(Exercices proposés)
1. Répondez brièvement aux questions suivantes sur le texte consacré à la psychanalyse et à la foi.
(a) Selon Freud, de quoi le judaïsme est-il la religion ?
(b) D'après le texte, qu'est-ce qui est le propre du psychanalyste ?
(c) Quels mots les enfants maltraités ne parviennent-ils pas à dire en priant ?
2. Prolongez le texte sur la psychanalyse et la foi en reprenant après sa dernière phrase.

Que comprenez-vous dans cette phrase ? Derrière les mêmes mots, deux expériences différentes se révèlent : celle de qui se dit athée, pour qui le nom de Dieu ne fait pas sens ; et celle de qui croit au salut par la Croix. « La psychanalyse est une sorte d’accompagnement spirituel, comme dans un parloir. On y va pour parler de soi. Le propre du psychanalyste, c’est la cure du psychisme ; et celui du prêtre, celle des âmes. Mais on va généralement consulter plus souvent son psychanalyste que son curé ! »
La figure du père est la clé de voûte de L’Eglise psychanalytique a précisé le théologien. Ce qui nous renvoie évidemment au Père des Ecritures. Pour Freud, le judaïsme est la religion du père et le christianisme celle du fils. Le Père Lemoine a ajouté que des enfants maltraités ne parviennent pas à dire les mots « Notre Père » en priant. « La psychanalyse dit à la foi qu’on ne prononce pas n’importe comment le nom du père et permet de démasquer les contrefaçons du croire. »

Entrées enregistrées
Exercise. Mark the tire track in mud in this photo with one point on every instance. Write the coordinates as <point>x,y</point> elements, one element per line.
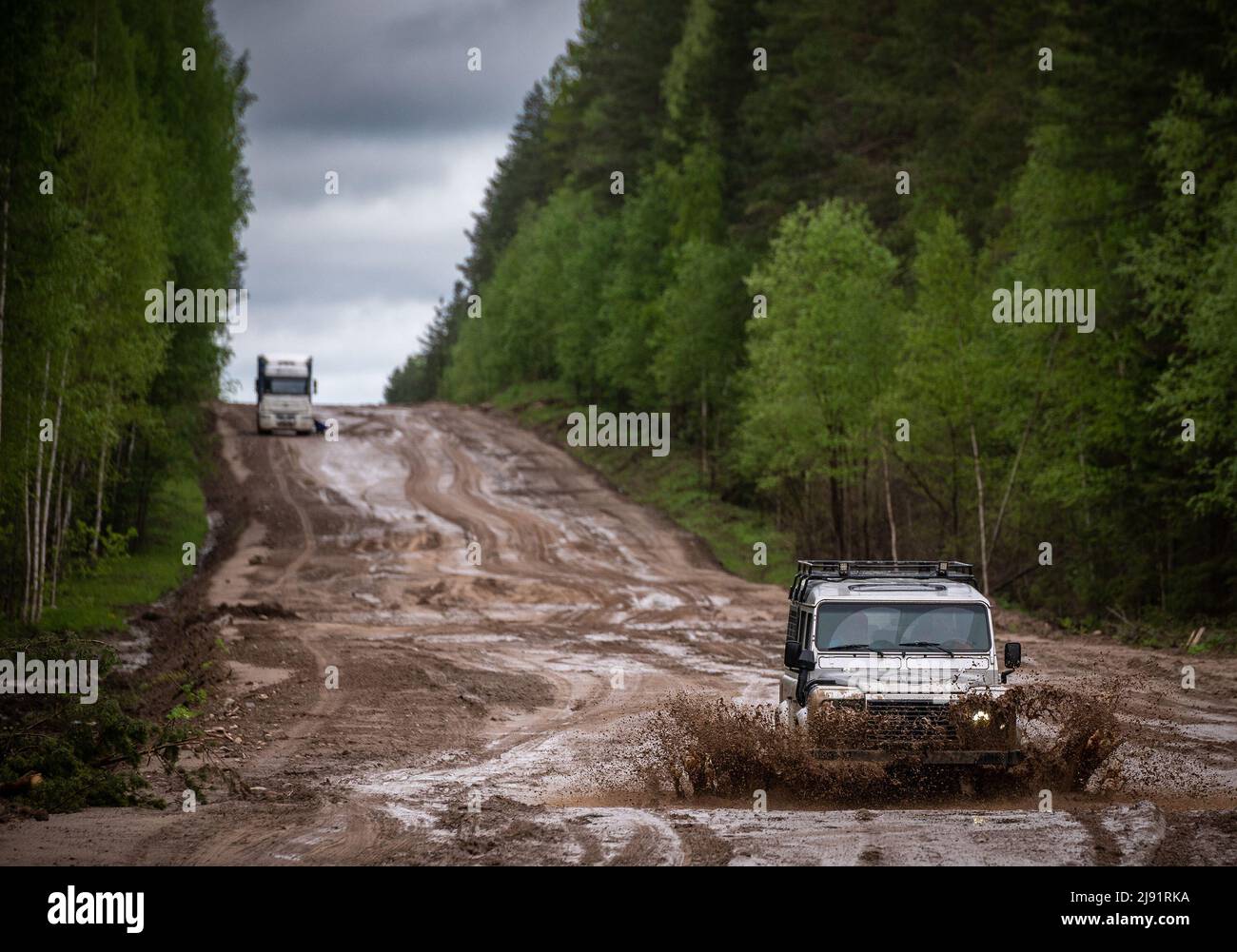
<point>501,678</point>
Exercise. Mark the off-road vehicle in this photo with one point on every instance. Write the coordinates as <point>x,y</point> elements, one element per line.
<point>895,660</point>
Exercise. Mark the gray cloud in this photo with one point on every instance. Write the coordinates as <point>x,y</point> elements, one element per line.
<point>380,93</point>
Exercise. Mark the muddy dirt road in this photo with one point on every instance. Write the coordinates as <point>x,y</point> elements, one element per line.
<point>502,625</point>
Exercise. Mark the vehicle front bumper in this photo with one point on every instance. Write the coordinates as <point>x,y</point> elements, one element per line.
<point>298,421</point>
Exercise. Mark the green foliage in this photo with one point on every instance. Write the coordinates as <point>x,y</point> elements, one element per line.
<point>741,182</point>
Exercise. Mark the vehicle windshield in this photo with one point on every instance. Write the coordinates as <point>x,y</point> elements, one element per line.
<point>292,386</point>
<point>903,626</point>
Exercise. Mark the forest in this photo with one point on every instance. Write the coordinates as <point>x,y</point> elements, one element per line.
<point>120,171</point>
<point>787,223</point>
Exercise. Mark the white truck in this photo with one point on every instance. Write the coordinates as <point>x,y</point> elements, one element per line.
<point>895,660</point>
<point>285,383</point>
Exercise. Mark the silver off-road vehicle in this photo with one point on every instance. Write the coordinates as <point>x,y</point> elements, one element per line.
<point>895,660</point>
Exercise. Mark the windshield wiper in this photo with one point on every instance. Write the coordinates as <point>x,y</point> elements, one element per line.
<point>854,648</point>
<point>927,644</point>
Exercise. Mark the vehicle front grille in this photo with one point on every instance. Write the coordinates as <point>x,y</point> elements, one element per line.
<point>911,721</point>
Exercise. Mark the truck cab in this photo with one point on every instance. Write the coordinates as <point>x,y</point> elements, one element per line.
<point>908,647</point>
<point>285,383</point>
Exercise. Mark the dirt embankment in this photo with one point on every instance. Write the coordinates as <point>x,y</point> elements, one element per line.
<point>446,642</point>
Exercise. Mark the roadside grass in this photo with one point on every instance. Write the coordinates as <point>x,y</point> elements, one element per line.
<point>671,483</point>
<point>99,601</point>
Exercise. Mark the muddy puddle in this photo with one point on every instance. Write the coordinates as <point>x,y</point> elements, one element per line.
<point>709,747</point>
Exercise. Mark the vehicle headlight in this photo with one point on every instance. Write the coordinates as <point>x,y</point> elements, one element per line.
<point>824,695</point>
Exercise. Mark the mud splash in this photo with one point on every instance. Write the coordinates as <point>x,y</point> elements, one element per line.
<point>712,747</point>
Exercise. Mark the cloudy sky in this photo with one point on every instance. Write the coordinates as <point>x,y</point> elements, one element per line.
<point>378,90</point>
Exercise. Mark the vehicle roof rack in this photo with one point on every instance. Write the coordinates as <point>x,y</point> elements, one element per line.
<point>836,570</point>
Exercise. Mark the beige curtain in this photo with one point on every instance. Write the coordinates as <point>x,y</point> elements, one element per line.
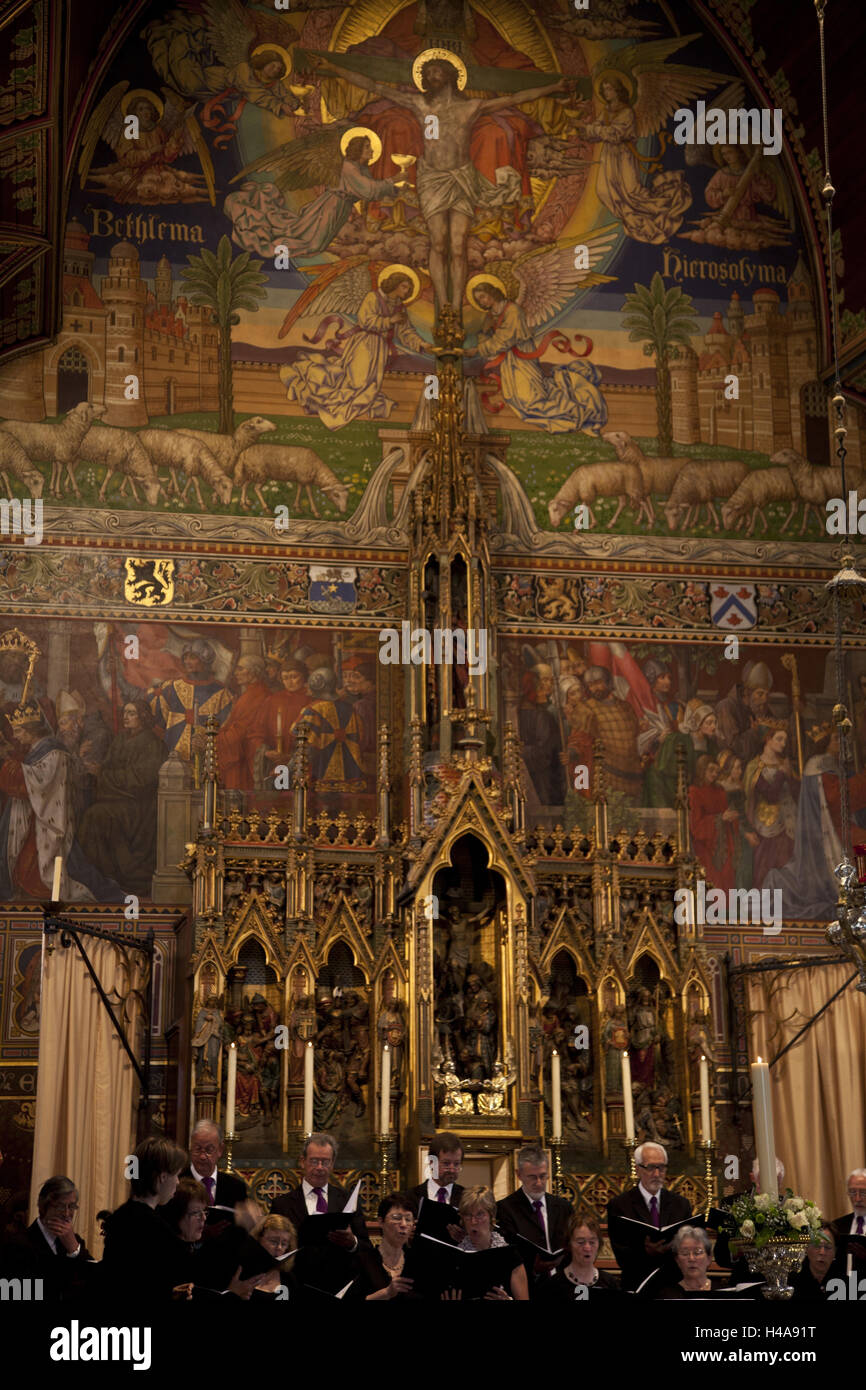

(Corrigé des exercices)
1.
(a) Le judaïsme est la religion du père.
(b) Le propre du psychanalyste, c'est la cure du psychisme.
(c) Ils ne parviennent pas à dire les mots « Notre Père ».

2.
Expérience relationnelle avant tout
La psychanalyse est une forme de mystique. Laurent Lemoine précise que l’expérience des grands saints est toujours une expérience mystique, ouverte à tous. « La vie mystique proposée par le Christ est un chemin menant à Dieu. C’est une expérience où l’on meurt à soi-même pour s’ouvrir à tous. On meurt au mal, au péché. Le baptême, la vie spirituelle, c’est l’expérience de Pâques ».
Et la psychanalyse ? Là aussi, au fil d’une analyse, on meurt. « A l’imaginaire, à l’artifice. On meurt pour renaître et on réaménage sa vie psychique pour pouvoir avancer dans la vie. » Les points communs entre psychanalyse et vie chrétienne, c’est qu’on y vit l’expérience de la mort et celle d’une vie nouvelle. Alors, la guérison, point commun ? Non. Plutôt un accès à la Vérité ou à la vérité sur soi. Dans la vie spirituelle, tout comme en psychanalyse, notre première tâche ne consiste-t-elle pas à démystifier l’illusion ? « Celle d’une vie qui se croit maîtresse d’elle-même ».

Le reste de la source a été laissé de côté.